-- start of EXERCISE DATA --
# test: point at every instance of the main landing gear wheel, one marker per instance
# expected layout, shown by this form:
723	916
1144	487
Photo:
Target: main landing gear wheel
-- end of EXERCISE DATA --
-- start of EXERCISE DATA --
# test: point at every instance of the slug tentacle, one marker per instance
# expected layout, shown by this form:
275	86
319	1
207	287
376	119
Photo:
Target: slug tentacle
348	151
-- end of EXERCISE DATA --
-- start of EXERCISE DATA --
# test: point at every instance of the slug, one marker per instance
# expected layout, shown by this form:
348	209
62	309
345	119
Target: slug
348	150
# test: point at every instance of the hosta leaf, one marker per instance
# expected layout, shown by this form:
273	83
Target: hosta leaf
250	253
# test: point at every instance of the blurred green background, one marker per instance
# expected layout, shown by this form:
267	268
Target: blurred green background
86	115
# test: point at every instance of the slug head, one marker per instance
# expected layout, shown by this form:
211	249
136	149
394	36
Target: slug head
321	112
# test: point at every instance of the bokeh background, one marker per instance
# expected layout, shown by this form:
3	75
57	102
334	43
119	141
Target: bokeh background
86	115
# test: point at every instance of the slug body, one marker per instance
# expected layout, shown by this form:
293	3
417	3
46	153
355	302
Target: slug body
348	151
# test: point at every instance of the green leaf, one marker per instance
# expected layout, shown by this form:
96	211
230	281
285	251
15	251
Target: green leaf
-- end of EXERCISE DATA --
SET TASK
Reproduce word for word the lines of the listing starting with the line containing "# test: point at every instance of the main" and going on through the line containing "Target: main landing gear wheel", both of those included.

RESPONSE TO THE EXERCISE
# test: point at every instance of the main landing gear wheel, one marker per instance
# expected layout, shown by this form:
723	916
1144	487
Photo:
Target: main landing gear wheel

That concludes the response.